The order of certainty and uncertainty brands was randomized. The brands were labeled as "Brand L" and "Brand K" and it was randomly determined when each brand was in the certainty or uncertainty condition.

After the subjects were shown how their peers had described these two hypothetical brands they were asked to indicate their personal attitudes towards these two brands. This was accomplished by asking their feelings about both brands using a typical eight adjective Semantic Differential scale which included four adjectives found to consistently and strongly load on the evaluative dimension of the Semantic Differential. These scales were "good-bad," "pleasant-unpleasant," "tasty-distasteful," and satisfying-dissatisfying. No uncertainty measures about subjects' overall attitudes were taken. The average value of these four scales was used as the criterion measure for each subject and brand. In summary, the procedure included the following steps:

1.  Subjects' evaluations (aij's) of various levels of four soft drink attributes were taken.

2.  Belief vector (Bijk) for sweetness was manipulated separately for each subject so that SBijkaij stayed the same for both the certainty and uncertainty treatment conditions. (Within subjects design.) No uncertainty was provided for the other three attributes.

3.  Attitudes (Ak's toward the two soft drinks were measured.

Given problem: Carry the passage on the soft drink brand attitude study forward from its final sentence. The records that follow have no connection to the passage on the soft drink brand study.

Portion of a data file
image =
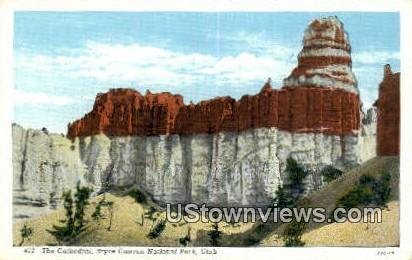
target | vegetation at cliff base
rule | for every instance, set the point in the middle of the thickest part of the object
(214, 235)
(139, 196)
(369, 190)
(25, 232)
(330, 173)
(157, 230)
(75, 212)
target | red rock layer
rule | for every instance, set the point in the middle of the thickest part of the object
(388, 105)
(123, 112)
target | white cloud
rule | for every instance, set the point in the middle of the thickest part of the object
(153, 66)
(22, 98)
(375, 57)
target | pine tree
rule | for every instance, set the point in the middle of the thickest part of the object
(214, 234)
(82, 196)
(25, 232)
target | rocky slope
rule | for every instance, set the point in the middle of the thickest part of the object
(219, 151)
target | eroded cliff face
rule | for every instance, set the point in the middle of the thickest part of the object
(307, 109)
(43, 166)
(223, 151)
(388, 105)
(226, 168)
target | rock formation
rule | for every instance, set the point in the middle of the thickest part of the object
(388, 105)
(225, 151)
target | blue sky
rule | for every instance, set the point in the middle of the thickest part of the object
(63, 59)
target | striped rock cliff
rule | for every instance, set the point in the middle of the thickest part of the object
(223, 151)
(388, 105)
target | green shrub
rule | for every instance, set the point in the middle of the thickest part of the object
(138, 196)
(25, 233)
(74, 222)
(292, 235)
(330, 173)
(214, 235)
(296, 173)
(157, 230)
(368, 190)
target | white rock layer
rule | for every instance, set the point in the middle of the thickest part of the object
(220, 169)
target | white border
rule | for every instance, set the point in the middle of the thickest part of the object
(7, 7)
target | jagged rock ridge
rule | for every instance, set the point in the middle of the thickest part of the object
(388, 105)
(220, 151)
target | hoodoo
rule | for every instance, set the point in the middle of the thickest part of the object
(388, 105)
(319, 96)
(223, 151)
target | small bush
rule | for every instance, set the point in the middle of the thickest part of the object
(157, 230)
(292, 235)
(44, 130)
(25, 233)
(214, 235)
(296, 173)
(150, 214)
(330, 173)
(369, 190)
(138, 196)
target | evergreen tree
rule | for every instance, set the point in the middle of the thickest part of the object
(292, 235)
(282, 198)
(214, 235)
(25, 233)
(82, 196)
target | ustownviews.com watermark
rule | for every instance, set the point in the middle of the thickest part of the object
(192, 213)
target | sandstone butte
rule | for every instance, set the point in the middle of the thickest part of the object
(122, 112)
(320, 95)
(388, 105)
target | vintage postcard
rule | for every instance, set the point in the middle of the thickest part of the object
(144, 133)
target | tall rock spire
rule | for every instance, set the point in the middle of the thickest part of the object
(325, 59)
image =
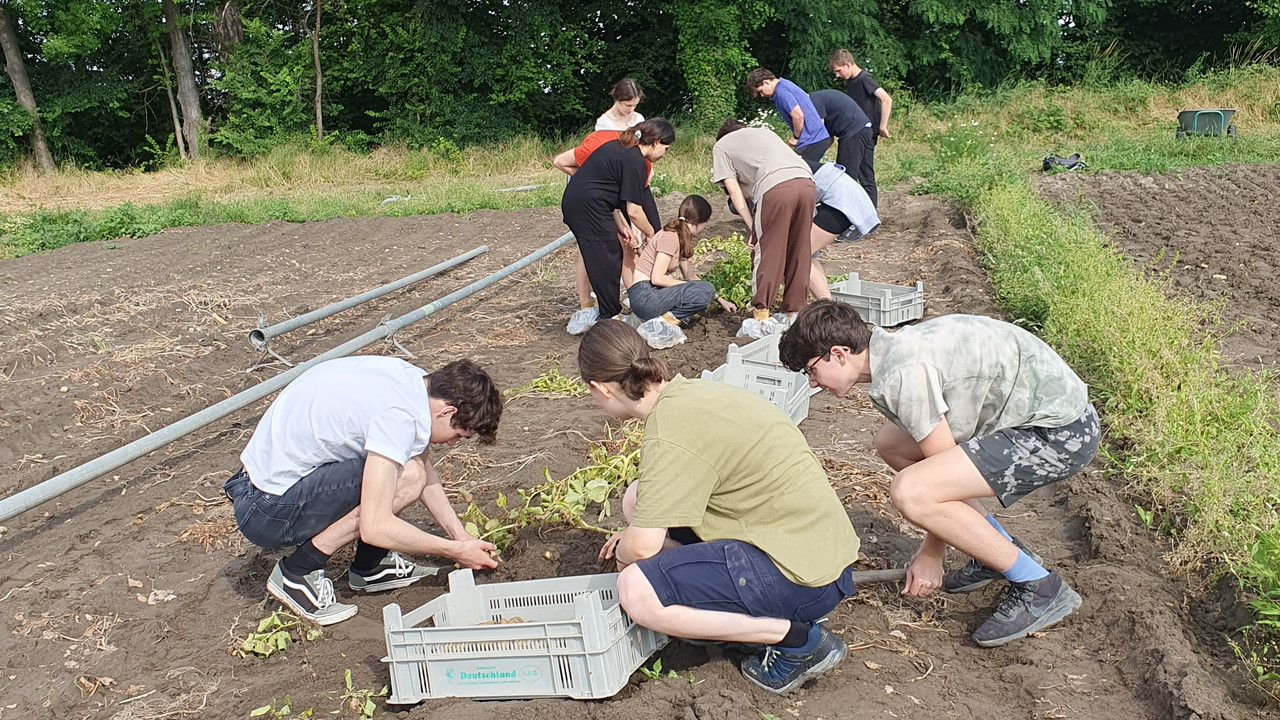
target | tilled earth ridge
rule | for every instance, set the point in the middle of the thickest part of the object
(122, 598)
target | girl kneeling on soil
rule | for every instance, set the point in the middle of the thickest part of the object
(735, 533)
(613, 177)
(662, 300)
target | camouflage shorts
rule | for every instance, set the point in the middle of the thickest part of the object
(1019, 460)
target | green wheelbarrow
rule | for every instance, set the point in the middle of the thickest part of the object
(1216, 123)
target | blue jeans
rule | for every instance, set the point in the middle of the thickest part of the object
(681, 300)
(319, 500)
(736, 577)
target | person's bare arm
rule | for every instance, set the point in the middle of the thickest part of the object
(640, 543)
(886, 108)
(739, 200)
(382, 528)
(796, 126)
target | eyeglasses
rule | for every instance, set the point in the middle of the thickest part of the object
(808, 369)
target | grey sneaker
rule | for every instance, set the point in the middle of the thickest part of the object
(310, 596)
(1025, 609)
(784, 669)
(392, 572)
(974, 574)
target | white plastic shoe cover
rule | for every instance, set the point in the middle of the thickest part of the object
(661, 335)
(583, 320)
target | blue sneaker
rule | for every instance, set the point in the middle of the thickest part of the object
(784, 669)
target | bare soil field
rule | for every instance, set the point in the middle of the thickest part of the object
(1214, 232)
(122, 598)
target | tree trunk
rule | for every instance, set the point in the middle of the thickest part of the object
(17, 72)
(315, 58)
(188, 96)
(173, 104)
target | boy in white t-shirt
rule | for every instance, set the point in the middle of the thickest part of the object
(338, 455)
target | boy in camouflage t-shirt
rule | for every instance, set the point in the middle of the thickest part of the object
(977, 408)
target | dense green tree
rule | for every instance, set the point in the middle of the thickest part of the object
(124, 82)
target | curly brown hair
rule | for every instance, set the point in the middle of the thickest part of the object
(467, 387)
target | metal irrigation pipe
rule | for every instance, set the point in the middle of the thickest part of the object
(99, 466)
(261, 336)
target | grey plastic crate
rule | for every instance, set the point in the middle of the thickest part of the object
(574, 641)
(881, 304)
(789, 391)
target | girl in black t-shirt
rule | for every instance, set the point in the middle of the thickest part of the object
(606, 201)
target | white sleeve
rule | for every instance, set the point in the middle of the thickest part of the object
(392, 434)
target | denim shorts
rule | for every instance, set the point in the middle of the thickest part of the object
(736, 577)
(1016, 461)
(312, 504)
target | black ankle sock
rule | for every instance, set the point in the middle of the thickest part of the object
(304, 560)
(368, 556)
(796, 637)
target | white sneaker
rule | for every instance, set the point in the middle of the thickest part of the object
(661, 335)
(757, 329)
(583, 320)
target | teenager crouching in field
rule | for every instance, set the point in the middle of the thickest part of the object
(337, 458)
(734, 532)
(976, 408)
(666, 302)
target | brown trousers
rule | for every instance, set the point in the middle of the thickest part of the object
(786, 218)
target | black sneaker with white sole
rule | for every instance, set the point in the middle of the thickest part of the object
(974, 574)
(392, 572)
(1025, 609)
(310, 596)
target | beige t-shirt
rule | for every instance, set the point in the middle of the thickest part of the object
(726, 463)
(663, 241)
(758, 159)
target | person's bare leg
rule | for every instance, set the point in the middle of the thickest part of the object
(408, 488)
(937, 493)
(641, 604)
(818, 285)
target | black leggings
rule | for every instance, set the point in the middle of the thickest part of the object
(603, 261)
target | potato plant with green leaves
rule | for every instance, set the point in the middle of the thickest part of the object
(563, 502)
(731, 276)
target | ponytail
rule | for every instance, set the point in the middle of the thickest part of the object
(615, 352)
(656, 131)
(694, 209)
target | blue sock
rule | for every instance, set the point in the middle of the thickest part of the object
(1024, 569)
(995, 523)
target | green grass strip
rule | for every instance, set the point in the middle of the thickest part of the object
(1194, 441)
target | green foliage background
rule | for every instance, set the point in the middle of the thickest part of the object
(442, 74)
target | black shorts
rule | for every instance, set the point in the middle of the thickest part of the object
(319, 500)
(736, 577)
(830, 219)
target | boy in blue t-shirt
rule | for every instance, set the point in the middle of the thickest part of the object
(809, 135)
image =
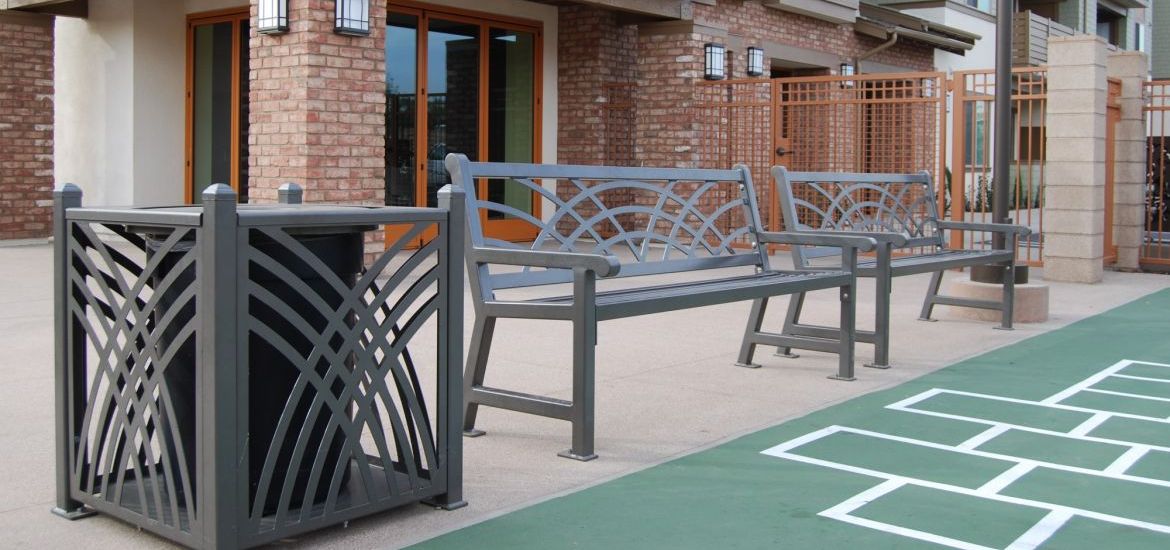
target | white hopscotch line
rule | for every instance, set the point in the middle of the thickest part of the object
(1041, 531)
(1127, 460)
(1058, 515)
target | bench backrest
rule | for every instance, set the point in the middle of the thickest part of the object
(659, 220)
(858, 201)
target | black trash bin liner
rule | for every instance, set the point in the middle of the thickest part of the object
(272, 376)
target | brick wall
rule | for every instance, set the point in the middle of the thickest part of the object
(26, 125)
(317, 108)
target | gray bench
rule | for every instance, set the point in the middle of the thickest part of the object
(901, 213)
(614, 222)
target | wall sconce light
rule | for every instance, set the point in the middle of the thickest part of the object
(273, 16)
(352, 18)
(715, 67)
(755, 61)
(847, 69)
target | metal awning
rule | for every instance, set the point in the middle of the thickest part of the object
(882, 22)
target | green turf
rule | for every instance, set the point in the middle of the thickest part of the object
(998, 411)
(1055, 449)
(1137, 387)
(904, 459)
(1155, 465)
(1137, 431)
(1085, 534)
(1119, 497)
(1147, 371)
(734, 496)
(951, 515)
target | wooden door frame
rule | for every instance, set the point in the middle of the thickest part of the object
(211, 18)
(509, 229)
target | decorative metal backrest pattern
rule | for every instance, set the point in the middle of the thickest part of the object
(268, 332)
(859, 201)
(659, 220)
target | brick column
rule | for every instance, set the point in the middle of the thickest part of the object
(1074, 190)
(669, 61)
(1129, 157)
(26, 125)
(317, 108)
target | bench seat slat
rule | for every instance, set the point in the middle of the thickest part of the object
(934, 261)
(674, 296)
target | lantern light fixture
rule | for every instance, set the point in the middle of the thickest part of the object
(715, 67)
(847, 69)
(352, 18)
(755, 61)
(273, 16)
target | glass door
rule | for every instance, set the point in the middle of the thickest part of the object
(460, 83)
(217, 103)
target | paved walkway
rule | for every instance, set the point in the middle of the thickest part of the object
(1060, 441)
(666, 390)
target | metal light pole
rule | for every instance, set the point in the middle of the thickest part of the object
(1003, 157)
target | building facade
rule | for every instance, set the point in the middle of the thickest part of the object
(151, 101)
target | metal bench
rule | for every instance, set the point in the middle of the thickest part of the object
(611, 222)
(901, 213)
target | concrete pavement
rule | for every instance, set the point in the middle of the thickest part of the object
(666, 387)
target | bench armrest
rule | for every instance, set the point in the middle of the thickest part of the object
(819, 239)
(601, 265)
(1010, 228)
(896, 240)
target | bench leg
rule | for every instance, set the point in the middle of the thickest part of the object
(791, 318)
(476, 366)
(882, 289)
(928, 306)
(755, 323)
(584, 345)
(1009, 302)
(848, 335)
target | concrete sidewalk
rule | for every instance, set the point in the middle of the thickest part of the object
(666, 387)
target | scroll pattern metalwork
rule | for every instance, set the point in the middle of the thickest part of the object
(133, 307)
(355, 431)
(896, 207)
(654, 220)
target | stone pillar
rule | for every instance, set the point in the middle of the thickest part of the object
(26, 125)
(1074, 187)
(1129, 157)
(317, 108)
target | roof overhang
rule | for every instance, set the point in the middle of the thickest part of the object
(73, 8)
(882, 22)
(832, 11)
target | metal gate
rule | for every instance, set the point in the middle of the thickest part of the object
(1155, 249)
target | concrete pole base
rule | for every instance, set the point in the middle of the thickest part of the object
(1031, 301)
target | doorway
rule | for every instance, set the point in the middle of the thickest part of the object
(461, 82)
(217, 150)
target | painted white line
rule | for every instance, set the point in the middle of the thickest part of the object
(1021, 401)
(1134, 396)
(984, 437)
(964, 490)
(1142, 378)
(864, 497)
(907, 533)
(784, 451)
(1086, 383)
(1089, 425)
(1041, 531)
(1127, 460)
(1007, 478)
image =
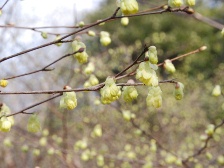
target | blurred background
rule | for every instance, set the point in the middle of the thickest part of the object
(73, 138)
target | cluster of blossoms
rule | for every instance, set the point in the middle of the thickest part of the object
(92, 81)
(105, 38)
(110, 92)
(146, 70)
(68, 100)
(147, 75)
(5, 122)
(179, 3)
(83, 56)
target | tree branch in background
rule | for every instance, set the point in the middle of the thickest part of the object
(46, 67)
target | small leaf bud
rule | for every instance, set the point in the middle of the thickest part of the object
(5, 125)
(210, 130)
(97, 131)
(175, 3)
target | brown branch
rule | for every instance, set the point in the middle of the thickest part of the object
(142, 53)
(187, 54)
(208, 21)
(46, 67)
(93, 88)
(113, 17)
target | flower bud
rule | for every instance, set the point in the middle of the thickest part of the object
(43, 141)
(175, 3)
(152, 55)
(179, 91)
(169, 67)
(83, 56)
(33, 124)
(129, 7)
(210, 130)
(68, 100)
(100, 160)
(216, 91)
(44, 35)
(110, 92)
(5, 125)
(81, 24)
(146, 74)
(36, 152)
(190, 2)
(3, 83)
(97, 131)
(129, 93)
(93, 80)
(105, 39)
(91, 33)
(124, 21)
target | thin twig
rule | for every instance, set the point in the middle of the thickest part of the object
(93, 88)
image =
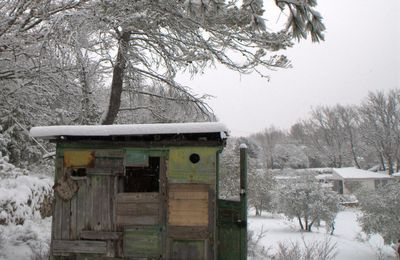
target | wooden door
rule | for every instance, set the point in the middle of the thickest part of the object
(231, 235)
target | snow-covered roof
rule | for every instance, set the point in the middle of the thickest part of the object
(354, 173)
(52, 132)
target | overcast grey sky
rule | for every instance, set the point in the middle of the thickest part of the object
(361, 53)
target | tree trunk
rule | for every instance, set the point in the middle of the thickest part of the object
(117, 81)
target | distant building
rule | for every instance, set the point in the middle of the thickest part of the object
(347, 180)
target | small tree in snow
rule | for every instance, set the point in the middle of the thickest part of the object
(303, 198)
(381, 212)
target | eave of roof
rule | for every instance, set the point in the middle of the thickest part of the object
(55, 132)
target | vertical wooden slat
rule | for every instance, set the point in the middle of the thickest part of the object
(105, 213)
(66, 220)
(57, 219)
(163, 205)
(210, 243)
(96, 203)
(81, 206)
(113, 204)
(89, 204)
(73, 218)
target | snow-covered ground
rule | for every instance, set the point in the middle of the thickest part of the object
(32, 238)
(351, 242)
(28, 241)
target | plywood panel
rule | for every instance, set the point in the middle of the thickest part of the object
(137, 208)
(187, 208)
(182, 170)
(79, 158)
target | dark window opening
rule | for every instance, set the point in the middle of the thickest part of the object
(194, 158)
(143, 179)
(79, 172)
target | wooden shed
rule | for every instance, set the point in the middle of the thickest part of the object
(145, 191)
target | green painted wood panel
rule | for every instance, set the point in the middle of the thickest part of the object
(136, 158)
(229, 230)
(182, 170)
(142, 242)
(188, 249)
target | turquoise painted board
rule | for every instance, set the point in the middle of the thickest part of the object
(142, 242)
(136, 158)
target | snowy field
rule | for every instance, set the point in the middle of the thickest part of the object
(30, 241)
(351, 242)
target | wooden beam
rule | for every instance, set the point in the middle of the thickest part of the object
(100, 235)
(79, 246)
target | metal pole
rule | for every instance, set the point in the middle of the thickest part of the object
(243, 201)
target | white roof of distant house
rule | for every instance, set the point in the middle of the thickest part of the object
(354, 173)
(52, 132)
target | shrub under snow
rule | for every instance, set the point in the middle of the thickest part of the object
(22, 196)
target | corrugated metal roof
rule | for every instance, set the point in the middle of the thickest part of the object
(52, 132)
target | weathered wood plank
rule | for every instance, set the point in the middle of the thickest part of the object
(137, 220)
(109, 153)
(100, 235)
(105, 203)
(190, 249)
(137, 197)
(193, 233)
(79, 246)
(142, 242)
(89, 204)
(186, 195)
(73, 218)
(57, 218)
(188, 205)
(65, 219)
(81, 206)
(137, 209)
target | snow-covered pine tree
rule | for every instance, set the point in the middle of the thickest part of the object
(304, 199)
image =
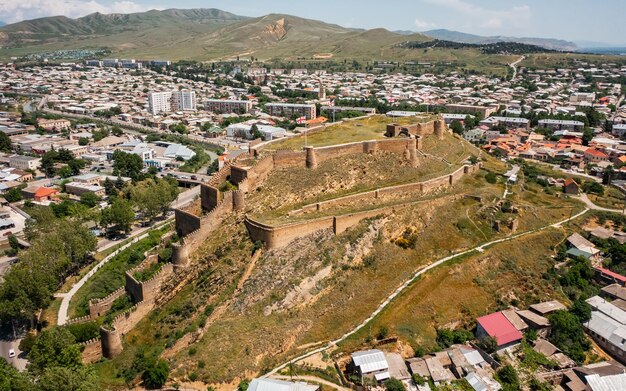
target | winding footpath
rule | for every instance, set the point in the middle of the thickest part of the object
(407, 283)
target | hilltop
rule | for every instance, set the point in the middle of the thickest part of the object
(200, 34)
(457, 36)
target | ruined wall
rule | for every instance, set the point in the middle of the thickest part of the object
(91, 351)
(288, 158)
(186, 222)
(343, 222)
(278, 236)
(209, 197)
(275, 237)
(98, 307)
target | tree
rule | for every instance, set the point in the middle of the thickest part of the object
(89, 199)
(394, 384)
(153, 196)
(109, 187)
(508, 378)
(243, 385)
(127, 164)
(119, 214)
(5, 143)
(156, 376)
(457, 127)
(54, 347)
(587, 136)
(11, 379)
(608, 175)
(71, 379)
(13, 195)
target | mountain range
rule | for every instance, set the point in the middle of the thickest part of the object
(199, 34)
(457, 36)
(212, 34)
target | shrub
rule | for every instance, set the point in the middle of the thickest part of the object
(155, 376)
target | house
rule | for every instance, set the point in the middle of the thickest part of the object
(371, 363)
(607, 327)
(261, 384)
(536, 322)
(547, 307)
(593, 155)
(44, 194)
(581, 247)
(497, 326)
(609, 277)
(570, 186)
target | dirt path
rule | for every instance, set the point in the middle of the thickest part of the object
(311, 379)
(413, 278)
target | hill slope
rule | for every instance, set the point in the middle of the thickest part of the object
(199, 34)
(151, 28)
(457, 36)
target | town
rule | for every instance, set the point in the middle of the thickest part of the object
(301, 225)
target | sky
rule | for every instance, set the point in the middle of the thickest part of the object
(575, 20)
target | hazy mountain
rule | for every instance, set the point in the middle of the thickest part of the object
(151, 27)
(200, 34)
(457, 36)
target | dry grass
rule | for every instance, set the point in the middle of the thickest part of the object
(371, 128)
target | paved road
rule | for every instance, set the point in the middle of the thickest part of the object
(19, 361)
(514, 66)
(408, 282)
(62, 318)
(583, 197)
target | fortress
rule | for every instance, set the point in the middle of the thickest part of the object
(249, 173)
(195, 223)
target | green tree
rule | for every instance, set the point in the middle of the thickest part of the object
(12, 380)
(14, 194)
(394, 384)
(127, 165)
(79, 378)
(457, 127)
(5, 143)
(120, 214)
(89, 199)
(508, 378)
(54, 347)
(155, 376)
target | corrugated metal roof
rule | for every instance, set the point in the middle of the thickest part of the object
(279, 385)
(607, 383)
(370, 361)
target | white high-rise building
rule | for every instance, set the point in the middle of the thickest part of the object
(159, 102)
(184, 100)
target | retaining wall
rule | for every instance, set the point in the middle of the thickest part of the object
(279, 236)
(98, 307)
(91, 350)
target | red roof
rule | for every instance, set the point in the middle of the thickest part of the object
(499, 327)
(45, 192)
(609, 273)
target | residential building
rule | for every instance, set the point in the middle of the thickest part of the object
(557, 124)
(159, 102)
(223, 106)
(291, 110)
(184, 101)
(497, 326)
(371, 363)
(54, 124)
(607, 327)
(24, 162)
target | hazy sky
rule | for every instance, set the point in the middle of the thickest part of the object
(580, 20)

Task output:
RESULTS

Because it was hypothesized that the certainty treatment will result in a higher attitude than the uncertainty treatment and because each subject was exposed to both treatments, the difference score between the two attitudes was calculated for each subject, (certainty minus uncertainty attitude) and the one-tailed t-test was conducted. The null hypothesis was that the mean of this distribution of differences is zero. The computed t-statistic was t = 2.105 which is significant beyond .025 level (d.f. = 33). Consequently the null hypothesis was rejected and it was concluded that the certainty treatment resulted in higher attitudes than the uncertainty treatment. This result is consistent with the research hypothesis.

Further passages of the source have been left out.